_CHECK YOUR UNDERSTANDING_
(1) According to the article on nudges in behavioral health, about how many years earlier do individuals with anxiety or depression die than individuals without diagnoses?
(2) Write the next part of the article on nudges in behavioral health, picking up after its last sentence.

Individuals served by behavioral health programs experience risk factors that threaten health and longevity. Health behavior changes may be supported through environmental modifications known as nudges. The current review (a) examines the potential value of nudges for helping individuals receiving services from behavioral health programs, and (b) offers physical and social environment strategies to support positive health behaviors. The authors discuss literature related to nudges and environmental influences on health behaviors. The research related to nudges supports the potential value of this framework for nurses in behavioral health settings, who are in a strong position to help address health and wellness concerns disproportionately experienced by individuals in behavioral health programs. [Journal of Psychosocial Nursing and Mental Health Services, 59(1), 21–28.]

Individuals served by behavioral health programs experience poor health, significant health risks, and a shortened life span (Druss et al., 2018; Parks et al., 2006). Promoting health and wellness has received increased attention in recent years (Olfson et al., 2015). For people with the most serious mental health diagnoses, such as schizophrenia, research indicates that these individuals are 3.5 times more likely to experience early mortality than individuals without the diagnosis (Olfson et al., 2015). Disparities also exist for individuals with more common, less severe, or less persistent mental health concerns. Research findings note that individuals with anxiety or depression die approximately 8 years earlier than individuals without diagnoses (Pratt et al., 2016). In both instances, preventable disease and related health behaviors contribute to the morbidity and mortality disparities facing individuals served by the behavioral health system. Although some approaches and interventions have resulted in positive health outcomes and behavior change, these interventions have had limited reach (McGinty et al., 2016; Naslund et al., 2017; Vancampfort et al., 2017).

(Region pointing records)
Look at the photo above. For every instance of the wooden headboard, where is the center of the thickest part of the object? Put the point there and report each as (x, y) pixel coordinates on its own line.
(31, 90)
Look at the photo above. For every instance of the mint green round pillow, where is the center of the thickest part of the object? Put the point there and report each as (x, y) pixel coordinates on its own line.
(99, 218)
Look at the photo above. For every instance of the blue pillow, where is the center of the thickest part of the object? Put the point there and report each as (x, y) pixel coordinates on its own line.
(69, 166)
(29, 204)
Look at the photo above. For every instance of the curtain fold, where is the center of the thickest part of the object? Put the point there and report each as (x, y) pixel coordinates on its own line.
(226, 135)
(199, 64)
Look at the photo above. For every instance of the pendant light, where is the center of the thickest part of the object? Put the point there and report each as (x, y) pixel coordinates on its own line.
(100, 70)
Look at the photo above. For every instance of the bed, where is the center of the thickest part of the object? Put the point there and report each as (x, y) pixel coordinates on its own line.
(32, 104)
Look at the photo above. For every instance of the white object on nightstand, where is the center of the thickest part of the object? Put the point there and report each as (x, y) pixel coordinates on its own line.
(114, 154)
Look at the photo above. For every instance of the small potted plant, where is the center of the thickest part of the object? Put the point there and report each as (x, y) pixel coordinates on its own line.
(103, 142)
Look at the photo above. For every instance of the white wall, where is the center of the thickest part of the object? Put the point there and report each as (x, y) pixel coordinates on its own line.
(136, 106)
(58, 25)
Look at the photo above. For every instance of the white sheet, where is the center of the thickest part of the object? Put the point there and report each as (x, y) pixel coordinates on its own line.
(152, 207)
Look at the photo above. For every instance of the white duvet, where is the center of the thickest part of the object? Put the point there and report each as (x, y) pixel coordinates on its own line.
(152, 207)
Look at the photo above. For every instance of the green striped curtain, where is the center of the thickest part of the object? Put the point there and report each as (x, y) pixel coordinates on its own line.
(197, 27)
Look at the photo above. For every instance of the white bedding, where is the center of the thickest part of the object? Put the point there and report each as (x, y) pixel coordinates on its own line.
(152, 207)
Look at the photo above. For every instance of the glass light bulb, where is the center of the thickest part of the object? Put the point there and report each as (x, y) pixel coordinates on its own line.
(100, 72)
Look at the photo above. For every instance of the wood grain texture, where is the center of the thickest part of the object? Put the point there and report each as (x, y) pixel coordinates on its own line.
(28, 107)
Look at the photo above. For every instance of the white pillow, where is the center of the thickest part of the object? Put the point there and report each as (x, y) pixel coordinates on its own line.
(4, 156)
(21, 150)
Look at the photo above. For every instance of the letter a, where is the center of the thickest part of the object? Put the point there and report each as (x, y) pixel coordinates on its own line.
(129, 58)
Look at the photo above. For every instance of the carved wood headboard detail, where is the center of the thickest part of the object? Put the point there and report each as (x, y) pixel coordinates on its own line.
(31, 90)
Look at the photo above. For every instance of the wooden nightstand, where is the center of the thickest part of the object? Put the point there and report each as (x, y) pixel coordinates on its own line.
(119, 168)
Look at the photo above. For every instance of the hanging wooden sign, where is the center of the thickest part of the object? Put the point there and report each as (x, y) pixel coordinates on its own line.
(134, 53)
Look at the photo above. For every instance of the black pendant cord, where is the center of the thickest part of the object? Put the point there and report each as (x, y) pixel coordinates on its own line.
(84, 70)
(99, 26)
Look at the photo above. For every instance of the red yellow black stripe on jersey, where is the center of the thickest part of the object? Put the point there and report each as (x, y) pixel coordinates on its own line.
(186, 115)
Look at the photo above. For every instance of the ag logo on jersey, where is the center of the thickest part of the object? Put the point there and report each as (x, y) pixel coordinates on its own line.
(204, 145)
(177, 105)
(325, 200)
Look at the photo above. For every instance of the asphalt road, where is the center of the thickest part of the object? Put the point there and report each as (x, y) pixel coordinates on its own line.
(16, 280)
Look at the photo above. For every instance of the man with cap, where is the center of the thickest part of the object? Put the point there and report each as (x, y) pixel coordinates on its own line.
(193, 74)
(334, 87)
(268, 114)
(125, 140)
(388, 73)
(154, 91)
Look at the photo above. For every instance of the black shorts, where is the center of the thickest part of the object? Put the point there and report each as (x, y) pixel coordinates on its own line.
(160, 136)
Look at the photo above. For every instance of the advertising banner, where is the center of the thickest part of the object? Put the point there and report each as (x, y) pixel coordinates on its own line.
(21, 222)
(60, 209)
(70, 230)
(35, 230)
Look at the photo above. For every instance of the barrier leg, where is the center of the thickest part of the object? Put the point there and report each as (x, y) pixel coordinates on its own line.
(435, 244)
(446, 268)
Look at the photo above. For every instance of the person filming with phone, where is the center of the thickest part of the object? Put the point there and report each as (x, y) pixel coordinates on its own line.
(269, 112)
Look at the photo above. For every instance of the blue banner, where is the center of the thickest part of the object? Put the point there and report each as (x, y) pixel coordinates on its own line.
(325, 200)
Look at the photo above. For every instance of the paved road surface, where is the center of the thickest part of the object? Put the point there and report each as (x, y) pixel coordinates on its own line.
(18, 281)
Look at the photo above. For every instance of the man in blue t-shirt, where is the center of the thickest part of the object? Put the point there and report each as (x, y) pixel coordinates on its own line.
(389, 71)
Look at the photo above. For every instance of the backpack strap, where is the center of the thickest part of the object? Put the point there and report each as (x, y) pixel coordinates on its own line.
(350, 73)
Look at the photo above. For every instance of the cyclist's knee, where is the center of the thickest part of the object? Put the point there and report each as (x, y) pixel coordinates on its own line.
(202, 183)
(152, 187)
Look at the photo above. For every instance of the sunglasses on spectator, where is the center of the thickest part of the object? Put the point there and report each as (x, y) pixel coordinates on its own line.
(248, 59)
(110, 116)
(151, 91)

* * *

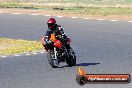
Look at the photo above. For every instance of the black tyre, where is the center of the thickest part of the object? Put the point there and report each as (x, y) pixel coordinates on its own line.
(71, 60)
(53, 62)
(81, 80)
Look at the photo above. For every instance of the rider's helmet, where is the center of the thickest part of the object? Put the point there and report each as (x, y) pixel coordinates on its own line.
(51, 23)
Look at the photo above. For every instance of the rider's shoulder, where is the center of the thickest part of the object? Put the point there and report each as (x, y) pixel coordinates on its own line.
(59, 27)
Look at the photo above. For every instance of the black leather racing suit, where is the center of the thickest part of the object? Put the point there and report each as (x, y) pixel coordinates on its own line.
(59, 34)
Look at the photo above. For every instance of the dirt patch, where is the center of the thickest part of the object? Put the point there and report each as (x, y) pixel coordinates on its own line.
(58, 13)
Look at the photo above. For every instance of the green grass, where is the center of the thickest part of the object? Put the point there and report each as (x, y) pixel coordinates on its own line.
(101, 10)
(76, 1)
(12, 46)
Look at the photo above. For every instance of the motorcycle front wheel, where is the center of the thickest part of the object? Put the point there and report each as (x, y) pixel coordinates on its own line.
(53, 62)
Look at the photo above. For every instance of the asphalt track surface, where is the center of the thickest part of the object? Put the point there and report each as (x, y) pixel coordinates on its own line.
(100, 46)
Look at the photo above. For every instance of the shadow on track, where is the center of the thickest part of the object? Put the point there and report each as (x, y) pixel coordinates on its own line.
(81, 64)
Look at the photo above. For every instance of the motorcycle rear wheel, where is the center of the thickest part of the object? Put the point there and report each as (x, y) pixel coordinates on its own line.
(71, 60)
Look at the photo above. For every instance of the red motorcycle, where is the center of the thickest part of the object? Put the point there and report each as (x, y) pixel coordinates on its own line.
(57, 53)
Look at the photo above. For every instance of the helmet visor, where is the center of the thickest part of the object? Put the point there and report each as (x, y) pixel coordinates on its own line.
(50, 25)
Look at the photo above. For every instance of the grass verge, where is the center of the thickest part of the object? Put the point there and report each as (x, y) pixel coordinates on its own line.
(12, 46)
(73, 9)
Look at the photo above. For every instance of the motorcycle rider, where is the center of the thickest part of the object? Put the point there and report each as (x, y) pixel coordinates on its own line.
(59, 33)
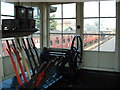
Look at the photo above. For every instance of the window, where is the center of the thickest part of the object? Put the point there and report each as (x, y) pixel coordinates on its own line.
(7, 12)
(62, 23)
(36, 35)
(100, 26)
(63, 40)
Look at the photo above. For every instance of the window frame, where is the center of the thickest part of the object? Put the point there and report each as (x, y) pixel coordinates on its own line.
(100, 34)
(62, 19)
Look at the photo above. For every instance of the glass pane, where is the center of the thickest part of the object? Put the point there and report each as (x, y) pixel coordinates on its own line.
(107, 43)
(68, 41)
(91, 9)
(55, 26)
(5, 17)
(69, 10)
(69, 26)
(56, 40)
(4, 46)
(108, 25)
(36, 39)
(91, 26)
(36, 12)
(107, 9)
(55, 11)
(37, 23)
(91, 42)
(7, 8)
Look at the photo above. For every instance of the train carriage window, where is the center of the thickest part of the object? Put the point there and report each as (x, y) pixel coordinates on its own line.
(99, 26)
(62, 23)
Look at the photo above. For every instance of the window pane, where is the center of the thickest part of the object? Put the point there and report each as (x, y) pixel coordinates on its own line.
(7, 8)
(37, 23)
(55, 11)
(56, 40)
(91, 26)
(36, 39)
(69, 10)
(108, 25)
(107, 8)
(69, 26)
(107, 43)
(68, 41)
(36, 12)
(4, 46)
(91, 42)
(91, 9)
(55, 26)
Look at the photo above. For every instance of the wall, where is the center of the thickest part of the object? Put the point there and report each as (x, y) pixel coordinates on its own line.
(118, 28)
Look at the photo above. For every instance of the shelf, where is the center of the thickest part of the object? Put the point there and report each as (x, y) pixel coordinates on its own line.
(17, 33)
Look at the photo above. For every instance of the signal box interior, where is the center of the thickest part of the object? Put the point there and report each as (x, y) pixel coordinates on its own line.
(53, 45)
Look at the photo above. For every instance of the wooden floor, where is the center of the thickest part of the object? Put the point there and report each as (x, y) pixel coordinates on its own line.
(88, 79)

...

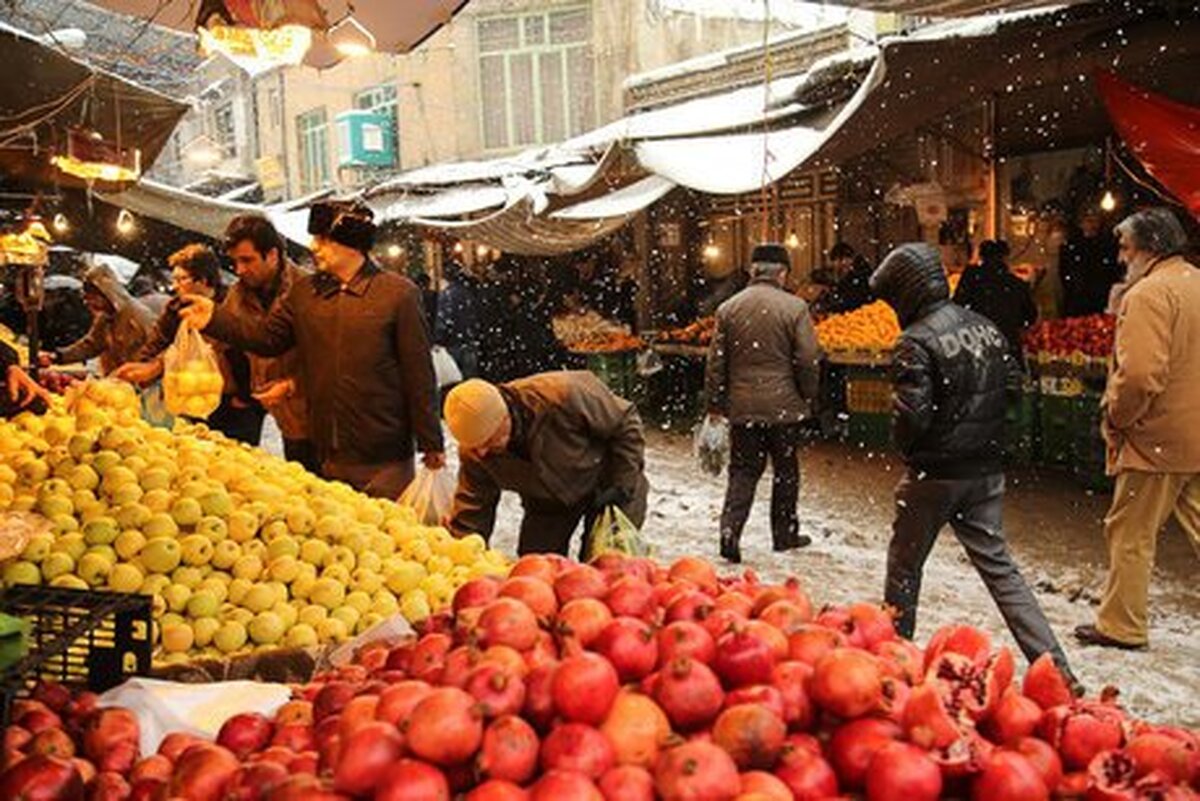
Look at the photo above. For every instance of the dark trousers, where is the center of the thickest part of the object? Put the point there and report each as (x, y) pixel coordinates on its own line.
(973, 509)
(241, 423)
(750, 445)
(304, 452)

_ANSWERS BELOW_
(1) About 8 years earlier.

(2)
Given the great need for strategies for supporting health behavior change, nurses working in behavioral health can benefit from an enhanced understanding of how environments affect health decisions and behaviors and how best to support people to act in ways that will increase their quality of life and lifespan (Chapman et al., 2016). Nudges, or attempts to minimize barriers to consistent performance, can serve as strategies for influencing health habits (Hansen, 2016) by targeting the automatic pathways leading to those habits (Yoong et al., 2020). Nurses are uniquely positioned to implement nudge strategies in behavioral health settings because they are knowledgeable about healthy behaviors and lifestyles and, often, are in a position to influence program policy and to guide and support interventions that are implemented by direct service providers. A recent systematic review of nudge strategies designed to increase health care provider adherence to clinical guidelines (Yoong et al., 2020) found that nudges were at least comparable to other interventions that target evidence-based guidelines for clinician behavior change.

The current article provides a broad overview of the nudge approach, addresses ethical considerations relevant to behavioral health programs, and suggests practical applications of nudges to areas where they can help improve health outcomes.

Environmental Influences on Health-Related Decisions

Individual characteristics influence health choices and health behaviors, such as the knowledge, attitude, and skills necessary for adopting a behavior. However, external factors also influence decision making, as identified in ecological models or frameworks, including physical and social environments and policies (Sallis et al., 2008).

The physical environment influences health choices and behaviors. Some studies found choices about what and how much to eat were affected by cost, what is available and accessible, serving or unit size, serving utensil, and food labels (Larson & Story, 2009; Wilson et al., 2016). The choice to take a walk may be influenced by whether there are sidewalks, traffic, and stores along the walking route (Duncan et al., 2005).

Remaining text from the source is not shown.